Directions> Filter the listing below down to the lines with the word "instance" and copy those.

::: Given information :::

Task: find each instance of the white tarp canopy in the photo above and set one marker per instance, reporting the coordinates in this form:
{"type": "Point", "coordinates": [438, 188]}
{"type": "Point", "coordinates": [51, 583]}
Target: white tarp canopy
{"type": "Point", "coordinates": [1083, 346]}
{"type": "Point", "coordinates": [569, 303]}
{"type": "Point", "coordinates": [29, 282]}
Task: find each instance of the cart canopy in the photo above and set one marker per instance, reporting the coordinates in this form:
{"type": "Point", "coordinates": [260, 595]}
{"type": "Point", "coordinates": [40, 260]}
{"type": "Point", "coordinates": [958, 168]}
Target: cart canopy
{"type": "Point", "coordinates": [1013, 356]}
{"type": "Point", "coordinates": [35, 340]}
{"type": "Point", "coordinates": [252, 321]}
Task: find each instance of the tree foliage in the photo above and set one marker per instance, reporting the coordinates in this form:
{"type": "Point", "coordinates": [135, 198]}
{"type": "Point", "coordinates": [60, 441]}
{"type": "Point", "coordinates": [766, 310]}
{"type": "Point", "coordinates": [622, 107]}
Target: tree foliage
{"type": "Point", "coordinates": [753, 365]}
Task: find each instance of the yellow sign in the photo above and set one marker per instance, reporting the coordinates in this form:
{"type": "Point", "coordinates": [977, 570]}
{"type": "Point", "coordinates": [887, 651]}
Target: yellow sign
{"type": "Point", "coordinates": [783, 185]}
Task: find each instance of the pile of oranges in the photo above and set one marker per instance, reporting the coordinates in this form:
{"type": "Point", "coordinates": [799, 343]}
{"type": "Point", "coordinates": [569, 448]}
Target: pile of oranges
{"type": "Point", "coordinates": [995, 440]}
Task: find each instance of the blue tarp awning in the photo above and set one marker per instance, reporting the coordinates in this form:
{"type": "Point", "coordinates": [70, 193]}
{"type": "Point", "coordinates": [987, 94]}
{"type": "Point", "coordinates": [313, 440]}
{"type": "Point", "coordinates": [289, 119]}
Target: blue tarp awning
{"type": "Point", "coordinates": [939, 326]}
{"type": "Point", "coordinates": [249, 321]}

:::

Solved problem>
Task: find each instance of the white tarp canopy in the photo above and set one marker per instance, reporting the coordinates in this form:
Task: find each instance of the cart canopy in the photo above and set one marker per instance, reporting the coordinates in this form:
Task: find each instance of the tree foliage in the photo above and set one marker per instance, reporting the coordinates in this form:
Task: find each instance of the yellow sign in the photo above and set one marker per instance, reporting the coordinates in this form:
Task: find each instance of the pile of oranges in the photo above and set one marker per instance, reporting the coordinates in this form:
Task: find each instance of the blue tarp awning in the photo above and set one marker per instance, reporting the coordinates in this form:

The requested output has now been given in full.